From the line containing "Note: for each instance of the red" through the last line of the entries below, repeat each line word for word and leave out the rest.

(Region pointing data)

━━━━━━

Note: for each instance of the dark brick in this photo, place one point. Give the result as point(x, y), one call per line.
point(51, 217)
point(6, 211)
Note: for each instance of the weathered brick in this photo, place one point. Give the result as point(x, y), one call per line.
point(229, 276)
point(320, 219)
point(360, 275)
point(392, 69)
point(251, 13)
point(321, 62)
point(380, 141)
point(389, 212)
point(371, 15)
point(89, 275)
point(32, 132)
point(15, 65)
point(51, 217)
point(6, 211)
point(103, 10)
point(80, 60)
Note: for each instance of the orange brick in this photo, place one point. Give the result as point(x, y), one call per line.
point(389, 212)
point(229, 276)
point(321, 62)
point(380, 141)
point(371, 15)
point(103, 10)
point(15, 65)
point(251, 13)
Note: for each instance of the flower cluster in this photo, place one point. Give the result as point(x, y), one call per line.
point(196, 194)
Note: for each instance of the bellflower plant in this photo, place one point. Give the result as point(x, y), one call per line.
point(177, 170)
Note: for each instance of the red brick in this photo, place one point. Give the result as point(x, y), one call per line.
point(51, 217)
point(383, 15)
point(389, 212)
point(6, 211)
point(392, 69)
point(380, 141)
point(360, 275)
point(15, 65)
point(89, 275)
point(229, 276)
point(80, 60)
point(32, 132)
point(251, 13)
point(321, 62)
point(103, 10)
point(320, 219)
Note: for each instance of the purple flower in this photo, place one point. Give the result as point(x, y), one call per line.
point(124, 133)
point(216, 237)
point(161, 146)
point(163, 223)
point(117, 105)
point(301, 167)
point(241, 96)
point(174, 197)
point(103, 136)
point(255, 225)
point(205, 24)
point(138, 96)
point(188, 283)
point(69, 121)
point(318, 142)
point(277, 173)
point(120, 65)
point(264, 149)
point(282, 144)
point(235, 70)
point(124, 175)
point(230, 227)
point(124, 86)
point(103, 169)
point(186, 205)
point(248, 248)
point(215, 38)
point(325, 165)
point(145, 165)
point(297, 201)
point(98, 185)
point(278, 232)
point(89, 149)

━━━━━━

The answer
Note: for each instance of the red brick in this photo, place one point. Give the result as point(x, y), one call per line.
point(51, 217)
point(383, 15)
point(389, 212)
point(6, 211)
point(392, 69)
point(380, 141)
point(360, 275)
point(15, 65)
point(89, 275)
point(229, 276)
point(80, 60)
point(32, 132)
point(251, 13)
point(321, 62)
point(103, 10)
point(320, 219)
Note: for each instance of the purple flower in this photo, place one point. Give the result as point(x, y), one call per line.
point(124, 133)
point(216, 237)
point(161, 146)
point(163, 223)
point(117, 105)
point(301, 167)
point(241, 96)
point(174, 197)
point(103, 136)
point(255, 225)
point(205, 24)
point(138, 96)
point(188, 283)
point(69, 121)
point(318, 142)
point(277, 173)
point(120, 65)
point(264, 149)
point(282, 144)
point(235, 70)
point(124, 175)
point(230, 227)
point(124, 86)
point(103, 169)
point(186, 205)
point(248, 248)
point(215, 38)
point(325, 165)
point(145, 165)
point(297, 201)
point(98, 185)
point(278, 232)
point(89, 149)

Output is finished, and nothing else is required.